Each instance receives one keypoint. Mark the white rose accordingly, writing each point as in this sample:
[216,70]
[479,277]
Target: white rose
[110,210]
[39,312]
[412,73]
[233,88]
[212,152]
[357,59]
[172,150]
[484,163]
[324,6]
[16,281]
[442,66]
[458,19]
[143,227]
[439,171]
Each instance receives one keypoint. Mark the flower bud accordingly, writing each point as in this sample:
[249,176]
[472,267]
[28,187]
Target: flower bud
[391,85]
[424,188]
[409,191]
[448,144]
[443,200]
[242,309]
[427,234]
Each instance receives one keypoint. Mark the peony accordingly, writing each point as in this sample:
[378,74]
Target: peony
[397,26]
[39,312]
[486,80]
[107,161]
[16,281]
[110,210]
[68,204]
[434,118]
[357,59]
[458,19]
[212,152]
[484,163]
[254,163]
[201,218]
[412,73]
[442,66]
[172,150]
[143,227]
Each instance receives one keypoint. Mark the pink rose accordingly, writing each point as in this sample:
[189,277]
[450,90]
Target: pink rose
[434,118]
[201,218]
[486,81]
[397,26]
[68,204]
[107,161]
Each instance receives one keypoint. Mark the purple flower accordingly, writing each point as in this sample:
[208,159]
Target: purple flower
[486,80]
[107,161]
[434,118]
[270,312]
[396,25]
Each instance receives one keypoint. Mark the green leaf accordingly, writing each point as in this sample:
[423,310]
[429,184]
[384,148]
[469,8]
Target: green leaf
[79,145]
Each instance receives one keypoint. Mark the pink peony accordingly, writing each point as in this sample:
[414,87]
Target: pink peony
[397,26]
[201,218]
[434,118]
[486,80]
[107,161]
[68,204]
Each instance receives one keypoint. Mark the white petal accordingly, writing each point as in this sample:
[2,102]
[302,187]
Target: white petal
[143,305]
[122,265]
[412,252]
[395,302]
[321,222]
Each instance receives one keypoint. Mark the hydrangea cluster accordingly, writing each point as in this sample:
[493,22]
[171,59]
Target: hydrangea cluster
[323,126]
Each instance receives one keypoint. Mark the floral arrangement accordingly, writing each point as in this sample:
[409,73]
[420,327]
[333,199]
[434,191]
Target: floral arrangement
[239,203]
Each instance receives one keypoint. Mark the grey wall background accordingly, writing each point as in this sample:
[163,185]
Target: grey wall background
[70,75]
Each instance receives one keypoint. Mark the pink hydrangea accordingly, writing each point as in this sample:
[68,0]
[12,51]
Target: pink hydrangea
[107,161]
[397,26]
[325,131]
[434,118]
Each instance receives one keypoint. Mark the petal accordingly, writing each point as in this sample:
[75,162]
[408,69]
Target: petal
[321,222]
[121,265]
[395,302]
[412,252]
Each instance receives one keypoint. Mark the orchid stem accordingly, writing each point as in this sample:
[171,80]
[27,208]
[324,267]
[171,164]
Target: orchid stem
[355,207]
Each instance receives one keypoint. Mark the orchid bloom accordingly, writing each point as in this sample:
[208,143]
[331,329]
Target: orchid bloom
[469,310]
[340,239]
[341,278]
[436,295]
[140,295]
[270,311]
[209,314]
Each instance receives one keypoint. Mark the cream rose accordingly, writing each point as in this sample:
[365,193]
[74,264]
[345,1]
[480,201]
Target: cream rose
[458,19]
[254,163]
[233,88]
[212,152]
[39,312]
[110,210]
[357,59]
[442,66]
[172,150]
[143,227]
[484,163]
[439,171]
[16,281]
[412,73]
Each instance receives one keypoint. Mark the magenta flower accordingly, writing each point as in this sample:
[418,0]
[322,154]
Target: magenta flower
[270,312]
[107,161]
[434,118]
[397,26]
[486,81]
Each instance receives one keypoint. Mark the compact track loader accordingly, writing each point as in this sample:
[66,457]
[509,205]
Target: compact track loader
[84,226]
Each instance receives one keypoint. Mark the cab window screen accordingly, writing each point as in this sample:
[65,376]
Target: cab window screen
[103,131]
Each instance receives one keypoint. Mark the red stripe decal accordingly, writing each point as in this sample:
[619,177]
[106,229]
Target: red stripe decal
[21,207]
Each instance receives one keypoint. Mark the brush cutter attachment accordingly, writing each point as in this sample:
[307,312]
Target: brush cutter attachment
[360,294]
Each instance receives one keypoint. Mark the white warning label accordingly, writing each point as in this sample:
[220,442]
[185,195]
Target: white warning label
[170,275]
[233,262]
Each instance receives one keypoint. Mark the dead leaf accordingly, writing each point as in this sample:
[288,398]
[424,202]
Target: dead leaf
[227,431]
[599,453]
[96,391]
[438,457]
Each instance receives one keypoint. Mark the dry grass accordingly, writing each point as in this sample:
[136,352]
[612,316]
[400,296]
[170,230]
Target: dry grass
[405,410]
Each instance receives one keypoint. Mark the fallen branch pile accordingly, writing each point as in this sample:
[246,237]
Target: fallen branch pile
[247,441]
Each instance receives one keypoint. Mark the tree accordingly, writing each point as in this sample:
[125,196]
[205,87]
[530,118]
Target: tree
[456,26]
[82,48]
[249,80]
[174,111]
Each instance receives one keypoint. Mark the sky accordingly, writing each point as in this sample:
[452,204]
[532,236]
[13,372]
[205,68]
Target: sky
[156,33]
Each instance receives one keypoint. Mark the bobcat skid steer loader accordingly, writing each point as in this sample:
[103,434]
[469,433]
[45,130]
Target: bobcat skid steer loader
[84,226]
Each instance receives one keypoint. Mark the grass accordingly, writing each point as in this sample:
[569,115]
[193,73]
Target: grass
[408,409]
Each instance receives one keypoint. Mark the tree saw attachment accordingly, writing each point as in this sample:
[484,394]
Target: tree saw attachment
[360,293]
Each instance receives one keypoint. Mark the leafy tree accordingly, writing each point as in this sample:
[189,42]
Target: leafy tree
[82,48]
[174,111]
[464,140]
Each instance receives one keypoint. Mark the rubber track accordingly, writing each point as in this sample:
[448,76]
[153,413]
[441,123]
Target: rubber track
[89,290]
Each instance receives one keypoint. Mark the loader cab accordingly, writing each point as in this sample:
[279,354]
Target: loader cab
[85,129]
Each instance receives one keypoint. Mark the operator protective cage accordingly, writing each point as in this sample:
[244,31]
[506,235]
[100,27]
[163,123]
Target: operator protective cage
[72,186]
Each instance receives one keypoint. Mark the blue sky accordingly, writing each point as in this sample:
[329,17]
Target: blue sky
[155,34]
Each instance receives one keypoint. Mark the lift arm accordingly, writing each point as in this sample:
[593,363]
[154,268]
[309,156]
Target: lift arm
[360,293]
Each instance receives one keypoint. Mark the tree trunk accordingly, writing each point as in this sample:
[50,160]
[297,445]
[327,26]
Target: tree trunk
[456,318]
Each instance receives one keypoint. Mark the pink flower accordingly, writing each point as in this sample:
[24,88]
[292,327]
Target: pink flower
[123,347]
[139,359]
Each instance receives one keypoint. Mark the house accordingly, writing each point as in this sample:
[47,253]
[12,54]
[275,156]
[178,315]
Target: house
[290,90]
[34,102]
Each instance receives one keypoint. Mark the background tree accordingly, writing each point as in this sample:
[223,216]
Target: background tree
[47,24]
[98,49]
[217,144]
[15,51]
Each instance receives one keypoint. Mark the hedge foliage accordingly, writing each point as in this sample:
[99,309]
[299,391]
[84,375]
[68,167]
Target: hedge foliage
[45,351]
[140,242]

*Work request*
Every entry must come back exactly as written above.

*Exercise output*
Each instance receives one keypoint. Mark the white rose accordingly, writing each point as in this sample:
[216,70]
[479,277]
Target: white rose
[110,210]
[39,312]
[412,73]
[233,88]
[212,152]
[357,59]
[172,150]
[484,163]
[324,6]
[16,281]
[442,66]
[458,19]
[143,227]
[439,171]
Each instance receives one keypoint. Mark the flower bud accordingly, writing each point as in this sample:
[249,176]
[472,267]
[28,187]
Target: flower bud
[391,85]
[424,188]
[409,191]
[448,144]
[443,200]
[242,309]
[427,234]
Each instance receives one keypoint. Mark the peony accordingly, writing each point as in this sample:
[378,74]
Target: peony
[397,26]
[39,312]
[486,80]
[107,161]
[16,281]
[110,210]
[68,204]
[434,118]
[357,59]
[458,19]
[212,152]
[484,163]
[254,163]
[201,218]
[412,73]
[442,66]
[172,150]
[143,227]
Each instance receives one keypoint. Mark the pink rose accordingly, writing each point as in this sample:
[189,277]
[450,90]
Target: pink rose
[434,118]
[201,218]
[486,81]
[397,26]
[68,204]
[107,161]
Each instance receives one keypoint. Mark the purple flower accordingly, writing each point as in this sample:
[208,159]
Target: purple flower
[486,80]
[107,161]
[434,118]
[270,312]
[396,25]
Each instance receives one keypoint. Mark the green leaf accordingly, writing each point as in this sample:
[423,310]
[429,184]
[384,148]
[469,8]
Target: green leaf
[79,145]
Each instance receives one keypoint. Mark the pink peony accordingly, writing each point as in this sample:
[414,87]
Target: pink peony
[397,26]
[201,218]
[434,118]
[486,80]
[107,161]
[68,204]
Each instance receives one keypoint. Mark the white petal accordingly, writing each point as in this sample:
[2,102]
[302,187]
Target: white petal
[143,305]
[122,265]
[412,252]
[395,302]
[321,222]
Each instance receives one keypoint. Mark the hydrangea cluster accordingly, writing each point as in this sample:
[493,22]
[171,59]
Target: hydrangea cluster
[323,126]
Each instance receives one keypoint. Mark the floral arrangement accordingly, writing each point as in this sample:
[409,73]
[420,327]
[333,199]
[434,191]
Target: floral arrangement
[239,203]
Each instance receives one keypoint. Mark the grey wall background accordingly, writing each point as in this sample:
[163,185]
Target: grey wall background
[70,75]
Each instance receives one keypoint. Mark the pink hydrangea accordingly, writing each point as in this sample:
[68,0]
[12,51]
Target: pink hydrangea
[107,161]
[397,26]
[325,131]
[434,118]
Each instance receives one keypoint. Mark the petal accordingly, writing each point as in this sample:
[75,162]
[408,69]
Target: petal
[321,222]
[121,265]
[395,302]
[412,252]
Each instance receives one keypoint. Mark the orchid stem accordingly, writing each point as in this sample:
[171,80]
[27,208]
[324,267]
[171,164]
Target: orchid stem
[355,207]
Each instance receives one keypoint. Mark the orchid bloom accordingly, writing each point as in this sample:
[208,143]
[331,329]
Target: orchid bloom
[469,310]
[340,239]
[341,278]
[436,295]
[140,295]
[270,311]
[209,314]
Each instance receives one keypoint. Mark the cream rose accordingly, writing each point as in this sample:
[365,193]
[74,264]
[345,1]
[480,201]
Target: cream rose
[458,19]
[254,163]
[233,88]
[212,152]
[39,312]
[110,210]
[357,59]
[442,66]
[172,150]
[143,227]
[484,163]
[439,171]
[16,281]
[412,73]
Each instance receives one keypoint. Mark the magenta flower accordingly, writing each point as in this sample:
[418,0]
[322,154]
Target: magenta flower
[270,312]
[107,161]
[434,118]
[397,26]
[486,81]
Each instance receives one keypoint. Mark the compact track loader accordingly, writing each point as in this sample:
[66,457]
[509,205]
Target: compact track loader
[84,226]
Each instance receives one keypoint. Mark the cab window screen accordingly, writing each point as in this sample:
[65,376]
Target: cab window screen
[103,131]
Each instance receives one keypoint. Mark the red stripe decal accordingly, writing each point as in this sample:
[619,177]
[106,229]
Target: red stripe decal
[21,207]
Each instance receives one keypoint. Mark the brush cutter attachment accordingly, writing each point as in this sample:
[307,312]
Target: brush cutter attachment
[360,294]
Each instance receives one keypoint. Mark the white warning label accordingly, writing each point as in this sample:
[220,442]
[185,195]
Target: white warning label
[170,275]
[233,262]
Each instance receives one keypoint. Mark the dead leaf accordingly, writing each point as in this sample:
[288,398]
[424,202]
Target: dead leaf
[227,431]
[599,453]
[96,391]
[438,457]
Each instance receives one keypoint. Mark the dry grass accordingly, writing each point as in this sample:
[136,352]
[612,316]
[400,296]
[170,230]
Target: dry grass
[405,410]
Each instance receives one keypoint. Mark the fallen branch pile accordingly, writing each point as in this sample:
[246,237]
Target: fallen branch pile
[247,441]
Each instance receives one keypoint. Mark the tree accordingly, writing each point as in this sample:
[125,196]
[205,87]
[530,118]
Target: tree
[456,26]
[82,48]
[249,80]
[174,111]
Each instance receives one keypoint. Mark the sky accordingly, writing each point as in this sample:
[452,204]
[532,236]
[13,372]
[205,68]
Target: sky
[156,33]
Each instance receives one keypoint. Mark the bobcat skid steer loader accordingly, writing each point as in this sample:
[103,434]
[469,433]
[45,130]
Target: bobcat skid steer loader
[84,226]
Each instance receives one keypoint. Mark the grass accordingly, writing each point as in this sample:
[569,115]
[193,73]
Target: grass
[408,409]
Each instance receives one keypoint. Mark the tree saw attachment accordingly, writing each point as in this sample:
[484,394]
Target: tree saw attachment
[360,293]
Each instance receives one keypoint. Mark the leafy tree accordingly, writing each point as in this sample:
[189,42]
Target: leafy tree
[82,48]
[174,111]
[464,140]
Each instance receives one keypoint. Mark the rubber track accordingly, writing each point as in this sample:
[448,76]
[153,413]
[441,123]
Target: rubber track
[89,290]
Each instance receives one keypoint. Mark the loader cab accordingly, writing each point as in this sample:
[279,354]
Target: loader cab
[85,129]
Each instance receives one keypoint. Mark the operator protective cage accordingly, writing each point as in this sample:
[244,31]
[506,235]
[100,27]
[163,123]
Target: operator protective cage
[72,186]
Each instance receives one keypoint. Mark the blue sky accordingly, writing each point as in this sample:
[329,17]
Target: blue sky
[155,34]
Each instance receives one keypoint. Mark the lift arm accordingly, writing each point as in this sample:
[593,363]
[154,268]
[309,156]
Target: lift arm
[360,293]
Each instance receives one keypoint. Mark the tree trunk accordingly, writing each point as in this sample:
[50,160]
[297,445]
[327,26]
Target: tree trunk
[456,318]
Each instance receives one keypoint. Mark the pink flower accordingly, writing each point as in this sample:
[24,88]
[292,327]
Target: pink flower
[123,347]
[139,359]
Each instance receives one keypoint. Mark the house accordingly, writing each point as in this sample:
[47,253]
[12,54]
[275,156]
[178,315]
Target: house
[290,90]
[34,102]
Each instance receives one keypoint. Mark the background tree accordingly, writing each point as in this sample:
[223,216]
Target: background tree
[47,24]
[98,49]
[217,144]
[15,51]
Each instance receives one keypoint. Mark the hedge foliage accordingly, writing each point as in this sample:
[99,309]
[299,391]
[84,375]
[68,167]
Target: hedge foliage
[45,351]
[140,242]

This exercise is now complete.